** Request 1 **
Count the lines in the listing that contain the word "pitch", with case counting, and give only the number.

** Passage provided **
::::::::

Thanks for all of the responses, this is helpful! It's nice to see a few other 124 conversions mentioned here.

The 124 wasn't a super high performance car. I have a '78, which came with a non-fuel-injected 1.8L engine, generating out about 84 hp and 90 ft-lbs of torque. My first requirement is something that works . In all seriousness, perfect is the enemy of the good, and my primary aim is to have a fun project and learn about cars. I want to get something I can drive around and not just have a hunk of metal sitting in the garage. Ideally, this would be something that is fun to drive and peppy for short trips around town on level ground.

My original plan was to use a LEAF motor with the EVBMW control board in a Prius inverter. This seemed to be a good compromise between performance and cost, and there was something amusing about putting Frankenstein components from two kinda boring cars in an Italian sports car. Alas, I got the EVBMW board web interface working, but it is very finicky and keeps reporting errors, so I ran out of patience with it.










There don't seem to be a ton of PMAC motor controllers out there that can drive a LEAF motor. I found the SEVCON GEN4 inverter which might fit the bill. I'm curious if anyone else has experience with these components.

The LEAF motor initially seemed like a good starting point. It has pretty nice specs and isn't very expensive. I found mine in a local junkyard for around $500.

::::::::

** Data to use **
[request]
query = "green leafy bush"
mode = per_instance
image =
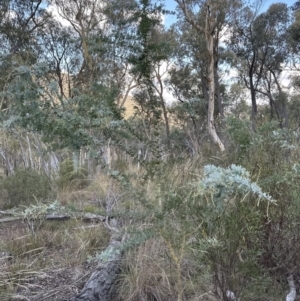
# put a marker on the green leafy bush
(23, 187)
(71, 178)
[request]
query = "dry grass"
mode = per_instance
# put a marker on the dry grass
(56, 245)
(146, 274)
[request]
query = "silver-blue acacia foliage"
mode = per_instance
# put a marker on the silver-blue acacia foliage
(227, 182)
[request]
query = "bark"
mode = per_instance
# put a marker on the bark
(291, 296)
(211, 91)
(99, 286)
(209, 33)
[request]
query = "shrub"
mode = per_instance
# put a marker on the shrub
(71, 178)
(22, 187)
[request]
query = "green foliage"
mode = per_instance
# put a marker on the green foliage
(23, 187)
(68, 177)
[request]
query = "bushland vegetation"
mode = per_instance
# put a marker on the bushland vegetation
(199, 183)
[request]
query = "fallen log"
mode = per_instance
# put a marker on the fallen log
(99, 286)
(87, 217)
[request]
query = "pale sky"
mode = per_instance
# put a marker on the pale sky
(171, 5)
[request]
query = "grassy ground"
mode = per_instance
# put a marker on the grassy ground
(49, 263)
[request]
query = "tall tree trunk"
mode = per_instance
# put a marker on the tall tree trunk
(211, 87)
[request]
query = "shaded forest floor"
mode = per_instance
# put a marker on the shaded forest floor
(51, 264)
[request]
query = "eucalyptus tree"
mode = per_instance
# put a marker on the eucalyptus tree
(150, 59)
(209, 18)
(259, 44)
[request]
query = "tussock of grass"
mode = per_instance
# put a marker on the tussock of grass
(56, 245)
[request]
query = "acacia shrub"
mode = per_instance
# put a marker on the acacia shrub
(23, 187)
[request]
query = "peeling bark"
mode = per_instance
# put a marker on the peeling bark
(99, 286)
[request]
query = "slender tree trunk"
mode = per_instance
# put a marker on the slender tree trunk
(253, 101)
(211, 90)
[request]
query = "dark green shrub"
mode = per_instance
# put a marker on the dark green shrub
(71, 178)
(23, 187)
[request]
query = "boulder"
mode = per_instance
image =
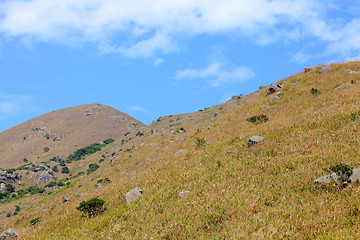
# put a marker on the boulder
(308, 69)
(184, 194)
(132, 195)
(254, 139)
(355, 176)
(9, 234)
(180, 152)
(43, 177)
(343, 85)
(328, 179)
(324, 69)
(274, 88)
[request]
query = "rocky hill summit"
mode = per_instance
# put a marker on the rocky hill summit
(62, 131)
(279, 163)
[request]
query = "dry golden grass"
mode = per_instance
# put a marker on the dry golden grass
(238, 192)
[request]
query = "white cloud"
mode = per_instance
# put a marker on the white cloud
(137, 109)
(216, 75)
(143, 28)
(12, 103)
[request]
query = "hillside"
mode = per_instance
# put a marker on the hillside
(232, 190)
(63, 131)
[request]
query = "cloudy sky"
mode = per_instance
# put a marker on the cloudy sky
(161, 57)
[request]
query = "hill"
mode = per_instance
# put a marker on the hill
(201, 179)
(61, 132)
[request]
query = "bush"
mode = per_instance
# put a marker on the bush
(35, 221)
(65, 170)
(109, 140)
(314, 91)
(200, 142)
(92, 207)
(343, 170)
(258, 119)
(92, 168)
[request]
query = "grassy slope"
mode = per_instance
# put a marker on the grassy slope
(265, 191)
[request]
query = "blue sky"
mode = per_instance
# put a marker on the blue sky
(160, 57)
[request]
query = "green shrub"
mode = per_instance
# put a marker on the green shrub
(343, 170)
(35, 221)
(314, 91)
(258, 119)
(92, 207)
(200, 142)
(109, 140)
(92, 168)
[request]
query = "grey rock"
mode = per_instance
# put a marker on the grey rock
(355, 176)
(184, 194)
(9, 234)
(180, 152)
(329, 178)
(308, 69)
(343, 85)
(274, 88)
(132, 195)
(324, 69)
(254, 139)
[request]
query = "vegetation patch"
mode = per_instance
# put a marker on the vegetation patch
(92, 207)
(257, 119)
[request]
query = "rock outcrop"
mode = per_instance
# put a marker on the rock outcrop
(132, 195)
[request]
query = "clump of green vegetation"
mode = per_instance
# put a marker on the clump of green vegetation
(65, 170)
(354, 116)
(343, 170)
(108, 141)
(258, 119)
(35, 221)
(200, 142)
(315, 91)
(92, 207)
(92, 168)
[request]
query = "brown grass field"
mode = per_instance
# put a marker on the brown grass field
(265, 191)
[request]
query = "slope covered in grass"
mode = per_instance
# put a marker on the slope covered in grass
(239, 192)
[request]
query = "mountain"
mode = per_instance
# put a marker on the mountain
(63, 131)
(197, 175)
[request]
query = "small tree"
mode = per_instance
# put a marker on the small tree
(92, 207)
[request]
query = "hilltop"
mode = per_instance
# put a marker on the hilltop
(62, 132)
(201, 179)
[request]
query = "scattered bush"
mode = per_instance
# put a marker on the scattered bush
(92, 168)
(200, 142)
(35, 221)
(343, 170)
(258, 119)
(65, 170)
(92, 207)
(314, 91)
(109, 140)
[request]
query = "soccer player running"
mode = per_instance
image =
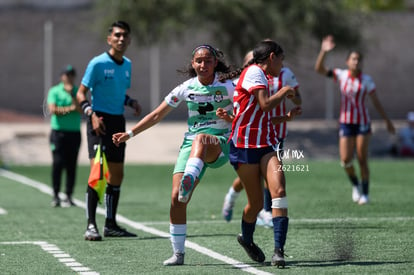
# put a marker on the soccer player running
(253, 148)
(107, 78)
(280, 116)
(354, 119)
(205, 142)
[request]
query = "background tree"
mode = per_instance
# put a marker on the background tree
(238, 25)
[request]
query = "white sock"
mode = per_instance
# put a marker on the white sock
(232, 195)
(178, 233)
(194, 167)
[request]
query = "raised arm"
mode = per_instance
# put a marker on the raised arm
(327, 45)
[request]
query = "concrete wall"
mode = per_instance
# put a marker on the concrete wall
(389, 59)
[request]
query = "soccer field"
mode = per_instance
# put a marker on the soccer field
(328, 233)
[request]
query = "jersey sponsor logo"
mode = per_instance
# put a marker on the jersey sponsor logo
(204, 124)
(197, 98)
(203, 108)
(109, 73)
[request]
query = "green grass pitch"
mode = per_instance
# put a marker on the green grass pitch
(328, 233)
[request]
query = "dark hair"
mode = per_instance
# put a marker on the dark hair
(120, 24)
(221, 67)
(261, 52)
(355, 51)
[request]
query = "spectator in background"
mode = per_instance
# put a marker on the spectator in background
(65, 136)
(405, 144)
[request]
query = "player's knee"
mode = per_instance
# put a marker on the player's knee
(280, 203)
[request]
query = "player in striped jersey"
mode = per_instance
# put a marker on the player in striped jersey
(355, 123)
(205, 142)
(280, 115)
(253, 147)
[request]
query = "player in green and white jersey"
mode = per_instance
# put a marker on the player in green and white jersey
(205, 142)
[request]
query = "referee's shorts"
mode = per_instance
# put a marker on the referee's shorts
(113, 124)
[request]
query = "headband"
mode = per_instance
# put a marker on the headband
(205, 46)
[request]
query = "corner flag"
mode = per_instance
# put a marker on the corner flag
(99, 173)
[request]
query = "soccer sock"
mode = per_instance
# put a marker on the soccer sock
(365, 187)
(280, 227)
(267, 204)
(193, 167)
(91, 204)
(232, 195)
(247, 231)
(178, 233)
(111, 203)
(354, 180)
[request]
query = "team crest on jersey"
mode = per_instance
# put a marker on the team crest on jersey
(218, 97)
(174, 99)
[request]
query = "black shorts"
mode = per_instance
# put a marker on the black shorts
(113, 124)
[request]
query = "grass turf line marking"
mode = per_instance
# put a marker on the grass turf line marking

::::::::

** Request 2 **
In the car conversion post, rewrite the part starting at "My original plan" and ending at "patience with it.", with "finicky" changed to "fussy".

** Complete output 1 **
2

** Complete output 2 **
My original plan was to use a LEAF motor with the EVBMW control board in a Prius inverter. This seemed to be a good compromise between performance and cost, and there was something amusing about putting Frankenstein components from two kinda boring cars in an Italian sports car. Alas, I got the EVBMW board web interface working, but it is very fussy and keeps reporting errors, so I ran out of patience with it.